#### [Work task 1]
Translate this sentence from the UFO comments below into Spanish: "Planets don't leave radar tracks."

#### [Reading text]
========================================
I don't dismiss UFOs, but in the absence of hard evidence (claims the government is hiding wreckage are just that, claims), I doubt they are intelligently controlled vehicles.
I don't think much of the endorsement by Edgar Mitchell, who has recently made sensational claims about crashed aliens, etc.
We can argue individual UFO sightings forever, but what clinches it for me is Hastings' statement that the government has not attempted to rebut or discredit any of his witnesses. He sees this as evidence of truth. I'm sorry, but that's backwards logic. It is strong evidence that none of them has said anything worth refuting.

Robert Hastings said...

So, Matt, how many ex-military UFO witnesses have you personally interviewed? How many declassified U.S. government documents related to UFO activity at nuclear weapons sites have you reviewed? Please itemize those for me and your readers so we can judge your expertise, or lack thereof, on this subject.

According to declassified files, some of the UFOs at ICBM sites were tracked on radar at the same time they were observed from the ground. Planets don't leave radar tracks. Others evaded the jet fighters sent up to intercept them by hovering and/or racing off, sometimes doing right-angle turns.

You and a million other self-appointed UFO experts--persons who have all the answers, but who have never studied any of the documented facts--are part of the problem, not part of the solution.

As for the reason my ex-military sources have not been harassed, it's because they have made clear to me--and I have subsequently repeated their statements in my book and in my lectures--that they will immediately contact the media and/or an attorney if they are harassed by any government agency, after having spoken out. These are brave guys who are committed to speaking up about their experiences. The Pentagon knows that leaning on them would backfire.

So, there's another poor assumption on your part. You really seem kind of clueless in this arena. If and when you decide to get up from your armchair and do some actual research, before opining in public, please let me know. Until then, I will leave you to wallow in your uninformed opinions.

Robert Hastings said...

Speaking of the "Looking Glass" aircraft incident you mentioned, Matt, here is a similar account from a retired colonel. Venus? You will probably say so, given your previous comments.

From my book UFOs and Nukes:

Snooping on Our Airborne Missile Launch System?

Shortly after my first UFO-related article appeared in the September 2002 issue of the Association of Air Force Missileers Newsletter, I received the following email from Lt.Col. Frank Hale (USAF Ret.), in which he described his UFO sighting while serving with the 4th Airborne Command and Control Squadron, at Ellsworth AFB, South Dakota.
========================================
#### [Work task 2]
Put the lines of the stored data, from its first line up to and including the line with "positive clicks: (557, 108)", into a numbered list, without any blank lines.

(Stored data)
========================================
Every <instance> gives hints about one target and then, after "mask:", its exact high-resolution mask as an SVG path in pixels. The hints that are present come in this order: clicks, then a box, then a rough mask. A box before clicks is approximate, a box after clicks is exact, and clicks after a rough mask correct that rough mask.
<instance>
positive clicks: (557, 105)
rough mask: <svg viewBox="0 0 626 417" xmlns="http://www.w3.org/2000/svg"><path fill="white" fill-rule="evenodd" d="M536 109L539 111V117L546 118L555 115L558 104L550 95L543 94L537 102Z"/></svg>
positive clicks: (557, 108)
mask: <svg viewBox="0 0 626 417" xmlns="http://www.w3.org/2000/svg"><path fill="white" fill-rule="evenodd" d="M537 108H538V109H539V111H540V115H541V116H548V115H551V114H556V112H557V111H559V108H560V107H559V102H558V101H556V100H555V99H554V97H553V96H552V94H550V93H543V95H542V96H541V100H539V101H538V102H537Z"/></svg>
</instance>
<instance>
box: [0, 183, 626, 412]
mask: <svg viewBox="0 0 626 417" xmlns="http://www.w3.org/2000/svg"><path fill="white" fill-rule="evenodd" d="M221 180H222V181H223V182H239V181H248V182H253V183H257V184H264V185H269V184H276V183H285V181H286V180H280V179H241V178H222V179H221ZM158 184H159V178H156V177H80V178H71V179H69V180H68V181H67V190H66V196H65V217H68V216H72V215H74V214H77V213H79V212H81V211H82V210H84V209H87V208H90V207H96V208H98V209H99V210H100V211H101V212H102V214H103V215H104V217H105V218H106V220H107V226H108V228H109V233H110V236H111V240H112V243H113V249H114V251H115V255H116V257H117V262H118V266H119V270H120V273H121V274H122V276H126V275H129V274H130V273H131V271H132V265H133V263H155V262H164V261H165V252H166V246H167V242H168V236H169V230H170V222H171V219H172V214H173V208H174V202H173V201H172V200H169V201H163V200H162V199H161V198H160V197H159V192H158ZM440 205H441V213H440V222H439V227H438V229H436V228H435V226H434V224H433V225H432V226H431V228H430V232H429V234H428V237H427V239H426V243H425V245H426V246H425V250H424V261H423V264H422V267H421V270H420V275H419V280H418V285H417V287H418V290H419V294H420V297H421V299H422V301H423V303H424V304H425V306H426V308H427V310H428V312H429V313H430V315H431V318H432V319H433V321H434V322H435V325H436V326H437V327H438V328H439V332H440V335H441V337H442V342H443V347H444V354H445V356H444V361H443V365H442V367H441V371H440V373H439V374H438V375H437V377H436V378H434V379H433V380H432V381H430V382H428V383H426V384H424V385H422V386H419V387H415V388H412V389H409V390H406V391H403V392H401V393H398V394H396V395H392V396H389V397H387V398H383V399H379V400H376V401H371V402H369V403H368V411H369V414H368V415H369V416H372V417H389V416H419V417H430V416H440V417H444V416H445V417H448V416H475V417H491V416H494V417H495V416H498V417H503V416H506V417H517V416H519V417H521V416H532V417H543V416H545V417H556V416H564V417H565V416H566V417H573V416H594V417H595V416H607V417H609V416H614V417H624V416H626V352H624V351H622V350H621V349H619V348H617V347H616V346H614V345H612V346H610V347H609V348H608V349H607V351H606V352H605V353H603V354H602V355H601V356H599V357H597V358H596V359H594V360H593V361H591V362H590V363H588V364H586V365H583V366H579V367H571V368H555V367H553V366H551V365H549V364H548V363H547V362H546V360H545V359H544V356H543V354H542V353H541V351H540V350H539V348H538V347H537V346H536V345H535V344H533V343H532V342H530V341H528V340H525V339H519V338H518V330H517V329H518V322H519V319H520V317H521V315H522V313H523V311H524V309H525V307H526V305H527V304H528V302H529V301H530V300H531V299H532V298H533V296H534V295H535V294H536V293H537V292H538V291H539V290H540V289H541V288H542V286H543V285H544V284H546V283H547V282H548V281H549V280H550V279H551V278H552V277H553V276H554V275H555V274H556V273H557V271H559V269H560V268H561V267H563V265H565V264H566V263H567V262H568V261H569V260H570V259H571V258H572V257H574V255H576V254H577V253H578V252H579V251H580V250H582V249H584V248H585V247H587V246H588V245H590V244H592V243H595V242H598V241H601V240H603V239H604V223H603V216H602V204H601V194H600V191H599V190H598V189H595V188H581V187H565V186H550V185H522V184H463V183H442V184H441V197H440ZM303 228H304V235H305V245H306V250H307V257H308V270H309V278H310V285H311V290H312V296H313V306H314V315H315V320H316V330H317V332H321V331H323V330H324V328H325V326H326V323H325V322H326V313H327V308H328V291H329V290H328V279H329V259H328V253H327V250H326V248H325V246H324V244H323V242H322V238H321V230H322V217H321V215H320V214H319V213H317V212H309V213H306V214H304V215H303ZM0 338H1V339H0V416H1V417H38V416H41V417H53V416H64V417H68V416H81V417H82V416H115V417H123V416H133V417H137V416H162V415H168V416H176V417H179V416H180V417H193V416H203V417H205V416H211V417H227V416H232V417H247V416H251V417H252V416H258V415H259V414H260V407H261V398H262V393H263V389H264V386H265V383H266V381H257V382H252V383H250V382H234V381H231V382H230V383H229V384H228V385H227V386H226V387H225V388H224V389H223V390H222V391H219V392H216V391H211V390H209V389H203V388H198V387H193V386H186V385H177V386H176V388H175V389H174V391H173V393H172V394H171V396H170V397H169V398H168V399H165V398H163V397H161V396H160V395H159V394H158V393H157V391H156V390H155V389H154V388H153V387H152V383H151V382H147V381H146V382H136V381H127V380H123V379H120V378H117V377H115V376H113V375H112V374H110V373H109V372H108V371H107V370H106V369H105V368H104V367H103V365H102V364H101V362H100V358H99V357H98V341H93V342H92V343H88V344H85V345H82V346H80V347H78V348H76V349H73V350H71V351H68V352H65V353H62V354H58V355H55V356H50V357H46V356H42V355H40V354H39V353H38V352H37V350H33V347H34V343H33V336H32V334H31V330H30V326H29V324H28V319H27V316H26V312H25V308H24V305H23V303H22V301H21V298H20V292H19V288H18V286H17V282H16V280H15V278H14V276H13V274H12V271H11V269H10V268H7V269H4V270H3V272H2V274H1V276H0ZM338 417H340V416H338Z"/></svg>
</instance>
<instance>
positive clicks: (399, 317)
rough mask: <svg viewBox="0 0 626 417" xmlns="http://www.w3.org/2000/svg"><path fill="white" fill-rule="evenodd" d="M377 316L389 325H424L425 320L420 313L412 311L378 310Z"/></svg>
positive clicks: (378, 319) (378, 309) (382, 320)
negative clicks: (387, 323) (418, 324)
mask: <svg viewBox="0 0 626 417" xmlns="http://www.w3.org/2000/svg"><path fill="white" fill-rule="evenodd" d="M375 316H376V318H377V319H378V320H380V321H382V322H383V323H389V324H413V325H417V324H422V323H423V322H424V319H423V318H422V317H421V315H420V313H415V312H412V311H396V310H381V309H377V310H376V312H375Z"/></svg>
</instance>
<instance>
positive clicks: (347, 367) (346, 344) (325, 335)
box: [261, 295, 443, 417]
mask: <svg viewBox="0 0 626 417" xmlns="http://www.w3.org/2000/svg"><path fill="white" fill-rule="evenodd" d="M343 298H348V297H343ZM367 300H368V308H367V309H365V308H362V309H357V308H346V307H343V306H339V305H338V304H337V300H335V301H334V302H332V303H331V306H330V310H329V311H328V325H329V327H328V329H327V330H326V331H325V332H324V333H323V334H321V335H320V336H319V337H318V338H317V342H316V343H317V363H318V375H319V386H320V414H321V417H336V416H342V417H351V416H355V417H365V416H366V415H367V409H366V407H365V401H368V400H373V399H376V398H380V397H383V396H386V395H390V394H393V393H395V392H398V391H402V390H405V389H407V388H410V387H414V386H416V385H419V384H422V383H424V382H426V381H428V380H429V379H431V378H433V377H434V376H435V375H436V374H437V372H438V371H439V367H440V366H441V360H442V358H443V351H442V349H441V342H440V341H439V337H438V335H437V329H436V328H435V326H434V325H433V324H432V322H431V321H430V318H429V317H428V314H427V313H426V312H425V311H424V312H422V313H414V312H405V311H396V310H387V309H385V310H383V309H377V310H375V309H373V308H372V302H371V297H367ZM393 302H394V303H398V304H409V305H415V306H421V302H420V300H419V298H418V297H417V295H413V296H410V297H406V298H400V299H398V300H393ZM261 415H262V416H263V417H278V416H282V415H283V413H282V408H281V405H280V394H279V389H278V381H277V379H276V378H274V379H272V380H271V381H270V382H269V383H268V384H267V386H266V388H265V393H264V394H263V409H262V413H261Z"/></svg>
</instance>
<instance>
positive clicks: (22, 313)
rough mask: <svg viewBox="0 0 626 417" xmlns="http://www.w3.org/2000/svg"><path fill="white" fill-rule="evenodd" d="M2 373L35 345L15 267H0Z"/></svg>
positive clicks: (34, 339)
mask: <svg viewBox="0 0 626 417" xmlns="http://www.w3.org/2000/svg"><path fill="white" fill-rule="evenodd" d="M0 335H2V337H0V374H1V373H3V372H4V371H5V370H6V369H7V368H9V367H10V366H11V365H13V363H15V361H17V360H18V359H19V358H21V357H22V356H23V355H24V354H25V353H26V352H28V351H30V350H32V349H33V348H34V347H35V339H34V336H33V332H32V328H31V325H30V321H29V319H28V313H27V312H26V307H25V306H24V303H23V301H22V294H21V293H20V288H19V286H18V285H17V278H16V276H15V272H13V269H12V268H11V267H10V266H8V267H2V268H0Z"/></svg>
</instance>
========================================
#### [Response box 1]
Los planetas no dejan rastros en el radar.

#### [Response box 2]
1. Every <instance> gives hints about one target and then, after "mask:", its exact high-resolution mask as an SVG path in pixels. The hints that are present come in this order: clicks, then a box, then a rough mask. A box before clicks is approximate, a box after clicks is exact, and clicks after a rough mask correct that rough mask.
2. <instance>
3. positive clicks: (557, 105)
4. rough mask: <svg viewBox="0 0 626 417" xmlns="http://www.w3.org/2000/svg"><path fill="white" fill-rule="evenodd" d="M536 109L539 111V117L546 118L555 115L558 104L550 95L543 94L537 102Z"/></svg>
5. positive clicks: (557, 108)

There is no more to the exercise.